O QUE SE PEDE:
A: Segundo o texto sobre a dívida soberana, em que cidade esteve Éric Toussaint para ajudar a lançar a Iniciativa por uma Auditoria Cidadã à Dívida Pública?
B: Transcreva do texto sobre a dívida soberana o trecho que começa em "E, no entanto, levantam-se" e vai até "à Dívida Pública.", inclusive.

TEXTO EM ESTUDO:
Foi ainda há poucos dias: o vice-presidente da bancada parlamentar do Partido Socialista Pedro Nuno Santos invocou a possibilidade de ameaçar com o não pagamento da dívida soberana do país, quando discursava numa reunião de militantes, e logo a central tóxica de desinformação ao serviço de Passos Coelho e dessa entidade híbrida chamada Merkozy se activou para o crucificar na praça pública.
E, no entanto, levantam-se cada vez mais vozes a dizer o mesmo com pleno fundamento de quem estuda e ensina política e economia.
Constata-se isso mesmo na entrevista hoje publicada no «Público» ao politólogo e professor universitário belga Éric Toussaint, que esteve em Lisboa para ajudar a lançar a Iniciativa por uma Auditoria Cidadã à Dívida Pública.
Romper com as exigências da troika, constitui para ele a única alternativa para os portugueses saírem do beco em que foram colocados perante tal conjunto de «benfeitores»..
Uma das ideias mais interessantes levantadas nessa entrevista é o desmentido de estarmos apenas perante uma crise das dívidas soberanas: O problema é que os grandes bancos – Deutsche Bank, BNP Paribas, Credit Agricole, Société Generale, Commerzbank, Intesa Sanpaolo, Santander, BBVA – estão à beira do precipício. Isso é muito pouco visível no discurso oficial. Só se fala da crise soberana, quando o problema é a crise privada dos bancos. (…)
Não, não é a exposição à dívida soberana, mas sim a derivados tóxicos do subprime [crédito de alto risco]. Está a ocultar-se que todo o conjunto de derivados adquiridos entre 2004 e 2008 continuam nas contas dos bancos, porque são contratos a 5, 10 ou 15 anos. Somente quando o contrato chegar ao fim é que se vai descobrir a amplitude da toxicidade e das perdas, visto que as contas actuais dos bancos mostram esses derivados avaliados, não ao valor de mercado, mas ao valor facial, do contrato. Foram, aliás, esses problemas com os activos tóxicos que geraram os da dívida soberana. Em 2008, quando os bancos deixaram de conceder crédito entre si, o investimento mais seguro era comprar títulos da dívida soberana e os mais rentáveis eram da Grécia, Portugal, Irlanda, Espanha e Itália. Então, os bancos compraram muitos títulos para substituir os derivados que tinham. Agora, têm os dois, porque não conseguiram desfazer-se dos primeiros. Mas é totalmente falso dizer que o problema actual é a dívida soberana. É a soma dos dois.

REGISTOS:
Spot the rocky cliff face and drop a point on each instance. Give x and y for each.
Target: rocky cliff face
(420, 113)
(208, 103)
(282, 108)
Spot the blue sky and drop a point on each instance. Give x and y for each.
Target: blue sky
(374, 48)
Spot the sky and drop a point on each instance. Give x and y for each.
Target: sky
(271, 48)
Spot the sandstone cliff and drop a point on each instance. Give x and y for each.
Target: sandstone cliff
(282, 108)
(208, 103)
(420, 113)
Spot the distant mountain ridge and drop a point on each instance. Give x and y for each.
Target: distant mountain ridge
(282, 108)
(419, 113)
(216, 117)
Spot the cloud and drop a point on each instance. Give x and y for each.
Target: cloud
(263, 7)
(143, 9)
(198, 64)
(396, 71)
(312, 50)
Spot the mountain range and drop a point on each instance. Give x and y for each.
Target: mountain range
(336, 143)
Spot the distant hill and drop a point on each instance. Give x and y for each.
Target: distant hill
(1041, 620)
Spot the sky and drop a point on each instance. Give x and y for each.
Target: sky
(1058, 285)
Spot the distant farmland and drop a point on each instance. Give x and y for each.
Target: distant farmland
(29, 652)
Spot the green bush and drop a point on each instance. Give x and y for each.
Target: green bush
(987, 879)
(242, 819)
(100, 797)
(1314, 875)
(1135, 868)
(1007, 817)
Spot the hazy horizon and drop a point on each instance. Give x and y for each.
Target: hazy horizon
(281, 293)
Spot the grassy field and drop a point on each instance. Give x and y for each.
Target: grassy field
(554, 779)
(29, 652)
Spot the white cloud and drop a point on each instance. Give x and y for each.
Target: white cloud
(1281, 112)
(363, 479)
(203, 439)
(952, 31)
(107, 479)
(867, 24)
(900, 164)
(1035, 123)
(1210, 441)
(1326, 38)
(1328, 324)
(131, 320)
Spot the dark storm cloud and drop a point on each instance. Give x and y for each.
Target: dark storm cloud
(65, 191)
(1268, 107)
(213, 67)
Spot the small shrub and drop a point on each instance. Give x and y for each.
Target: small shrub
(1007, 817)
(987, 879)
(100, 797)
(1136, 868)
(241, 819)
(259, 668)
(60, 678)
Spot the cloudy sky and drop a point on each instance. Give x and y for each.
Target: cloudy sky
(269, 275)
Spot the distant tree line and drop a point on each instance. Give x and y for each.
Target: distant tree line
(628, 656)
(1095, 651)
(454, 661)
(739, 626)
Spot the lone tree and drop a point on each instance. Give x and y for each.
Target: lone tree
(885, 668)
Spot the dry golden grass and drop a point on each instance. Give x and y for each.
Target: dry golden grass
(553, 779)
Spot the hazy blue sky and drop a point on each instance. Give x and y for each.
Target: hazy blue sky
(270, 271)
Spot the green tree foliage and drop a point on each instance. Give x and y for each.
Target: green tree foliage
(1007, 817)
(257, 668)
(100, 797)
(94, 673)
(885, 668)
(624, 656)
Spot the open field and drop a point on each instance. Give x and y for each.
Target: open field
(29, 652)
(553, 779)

--

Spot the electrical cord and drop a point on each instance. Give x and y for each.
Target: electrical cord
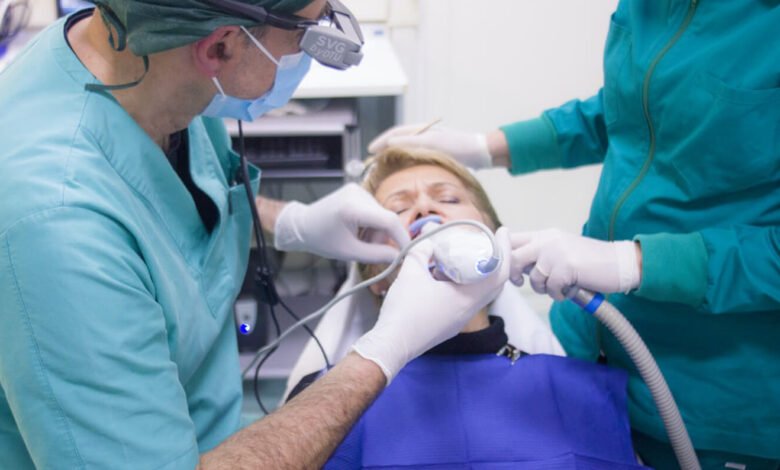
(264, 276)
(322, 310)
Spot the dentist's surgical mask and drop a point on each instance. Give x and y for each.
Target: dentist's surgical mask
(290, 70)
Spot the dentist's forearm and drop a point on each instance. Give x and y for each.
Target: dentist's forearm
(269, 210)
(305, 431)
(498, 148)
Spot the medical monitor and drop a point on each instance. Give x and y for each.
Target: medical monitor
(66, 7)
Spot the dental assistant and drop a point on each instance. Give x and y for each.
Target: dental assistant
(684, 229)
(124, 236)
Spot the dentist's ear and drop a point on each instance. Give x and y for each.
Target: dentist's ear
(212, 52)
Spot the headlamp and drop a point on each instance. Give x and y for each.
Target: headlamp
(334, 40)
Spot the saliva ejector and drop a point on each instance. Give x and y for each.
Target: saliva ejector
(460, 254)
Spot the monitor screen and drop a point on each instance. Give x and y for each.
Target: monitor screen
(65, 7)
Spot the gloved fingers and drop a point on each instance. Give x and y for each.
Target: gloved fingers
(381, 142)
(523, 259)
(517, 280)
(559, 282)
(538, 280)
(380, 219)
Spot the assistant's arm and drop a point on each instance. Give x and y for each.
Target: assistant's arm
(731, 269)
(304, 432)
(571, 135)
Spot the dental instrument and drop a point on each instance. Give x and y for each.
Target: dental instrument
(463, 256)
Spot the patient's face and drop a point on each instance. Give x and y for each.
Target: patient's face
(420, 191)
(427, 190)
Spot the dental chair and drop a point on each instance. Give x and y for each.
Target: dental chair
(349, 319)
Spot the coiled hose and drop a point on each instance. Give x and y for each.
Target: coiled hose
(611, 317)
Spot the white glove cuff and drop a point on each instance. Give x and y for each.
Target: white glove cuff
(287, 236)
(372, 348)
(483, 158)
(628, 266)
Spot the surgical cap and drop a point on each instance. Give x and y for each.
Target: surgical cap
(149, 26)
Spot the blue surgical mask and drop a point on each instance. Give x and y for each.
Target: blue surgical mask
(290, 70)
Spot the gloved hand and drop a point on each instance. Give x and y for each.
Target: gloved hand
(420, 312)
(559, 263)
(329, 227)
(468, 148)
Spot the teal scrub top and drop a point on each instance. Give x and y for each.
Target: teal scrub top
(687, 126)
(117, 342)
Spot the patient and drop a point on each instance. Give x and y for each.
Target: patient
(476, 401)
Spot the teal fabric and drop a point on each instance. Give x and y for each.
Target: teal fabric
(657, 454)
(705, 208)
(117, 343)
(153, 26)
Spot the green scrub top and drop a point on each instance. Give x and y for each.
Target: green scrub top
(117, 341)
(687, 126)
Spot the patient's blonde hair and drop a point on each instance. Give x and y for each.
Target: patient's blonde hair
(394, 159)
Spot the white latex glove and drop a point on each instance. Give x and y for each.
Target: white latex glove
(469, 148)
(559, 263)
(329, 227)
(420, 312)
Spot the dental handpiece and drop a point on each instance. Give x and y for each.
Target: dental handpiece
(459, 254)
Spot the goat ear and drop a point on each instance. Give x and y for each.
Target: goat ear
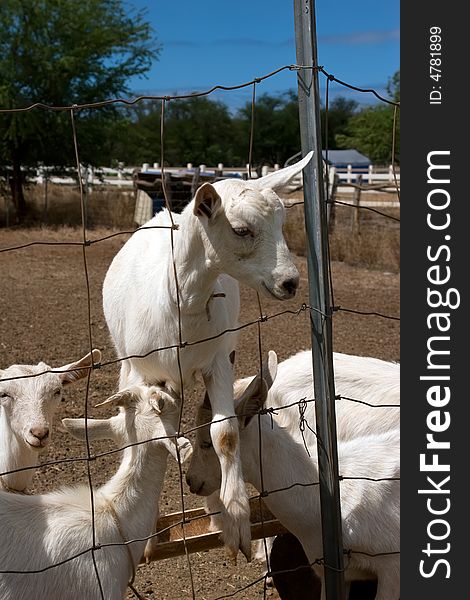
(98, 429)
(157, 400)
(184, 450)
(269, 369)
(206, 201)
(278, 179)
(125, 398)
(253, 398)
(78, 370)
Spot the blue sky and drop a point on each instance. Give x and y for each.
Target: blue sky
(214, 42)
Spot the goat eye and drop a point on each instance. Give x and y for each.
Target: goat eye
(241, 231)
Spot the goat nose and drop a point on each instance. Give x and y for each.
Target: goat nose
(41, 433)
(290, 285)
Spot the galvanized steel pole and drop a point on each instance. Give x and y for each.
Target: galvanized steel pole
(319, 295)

---

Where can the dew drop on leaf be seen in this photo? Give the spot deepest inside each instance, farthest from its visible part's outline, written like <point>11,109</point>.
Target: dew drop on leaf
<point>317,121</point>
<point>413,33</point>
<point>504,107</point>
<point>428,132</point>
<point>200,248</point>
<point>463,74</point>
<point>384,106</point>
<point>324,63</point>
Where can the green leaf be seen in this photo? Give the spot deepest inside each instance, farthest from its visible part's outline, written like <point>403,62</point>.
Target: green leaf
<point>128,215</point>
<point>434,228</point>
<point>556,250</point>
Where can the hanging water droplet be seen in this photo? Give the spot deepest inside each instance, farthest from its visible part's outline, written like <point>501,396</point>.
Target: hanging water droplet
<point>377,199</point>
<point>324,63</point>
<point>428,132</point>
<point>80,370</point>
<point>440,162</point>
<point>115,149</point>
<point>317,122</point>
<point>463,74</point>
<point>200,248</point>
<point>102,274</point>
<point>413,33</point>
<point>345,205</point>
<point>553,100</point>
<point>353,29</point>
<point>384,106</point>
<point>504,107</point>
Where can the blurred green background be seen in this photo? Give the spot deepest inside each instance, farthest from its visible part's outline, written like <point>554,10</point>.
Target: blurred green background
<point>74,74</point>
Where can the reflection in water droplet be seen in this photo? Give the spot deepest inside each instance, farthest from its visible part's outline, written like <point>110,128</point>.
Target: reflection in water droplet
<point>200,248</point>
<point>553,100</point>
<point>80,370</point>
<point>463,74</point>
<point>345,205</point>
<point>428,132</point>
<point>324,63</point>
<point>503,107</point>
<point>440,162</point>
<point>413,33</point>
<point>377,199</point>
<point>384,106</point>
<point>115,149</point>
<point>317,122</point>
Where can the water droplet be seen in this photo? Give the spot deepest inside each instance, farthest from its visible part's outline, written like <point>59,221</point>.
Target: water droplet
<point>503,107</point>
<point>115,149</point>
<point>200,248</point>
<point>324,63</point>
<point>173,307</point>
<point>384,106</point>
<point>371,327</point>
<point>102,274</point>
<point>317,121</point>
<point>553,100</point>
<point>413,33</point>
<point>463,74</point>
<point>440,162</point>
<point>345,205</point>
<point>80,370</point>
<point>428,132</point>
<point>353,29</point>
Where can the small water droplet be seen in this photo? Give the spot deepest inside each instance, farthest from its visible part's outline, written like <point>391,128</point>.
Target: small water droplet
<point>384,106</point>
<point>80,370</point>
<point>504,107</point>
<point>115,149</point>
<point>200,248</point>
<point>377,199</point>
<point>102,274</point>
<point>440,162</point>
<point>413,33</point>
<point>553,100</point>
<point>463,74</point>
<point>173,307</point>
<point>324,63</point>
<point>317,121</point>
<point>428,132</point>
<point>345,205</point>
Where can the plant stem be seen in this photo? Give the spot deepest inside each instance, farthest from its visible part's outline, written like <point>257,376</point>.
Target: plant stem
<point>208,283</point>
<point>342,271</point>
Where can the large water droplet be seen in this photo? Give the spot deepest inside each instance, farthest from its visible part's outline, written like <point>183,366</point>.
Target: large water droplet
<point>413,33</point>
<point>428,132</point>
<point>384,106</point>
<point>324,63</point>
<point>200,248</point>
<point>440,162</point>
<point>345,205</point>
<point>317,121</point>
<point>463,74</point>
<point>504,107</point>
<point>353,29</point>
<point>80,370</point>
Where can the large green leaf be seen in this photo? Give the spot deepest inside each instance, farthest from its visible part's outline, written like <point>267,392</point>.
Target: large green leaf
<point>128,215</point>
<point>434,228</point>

RESPOSTAS NUMERADAS:
A: Em Lisboa.

B:
E, no entanto, levantam-se cada vez mais vozes a dizer o mesmo com pleno fundamento de quem estuda e ensina política e economia.
Constata-se isso mesmo na entrevista hoje publicada no «Público» ao politólogo e professor universitário belga Éric Toussaint, que esteve em Lisboa para ajudar a lançar a Iniciativa por uma Auditoria Cidadã à Dívida Pública.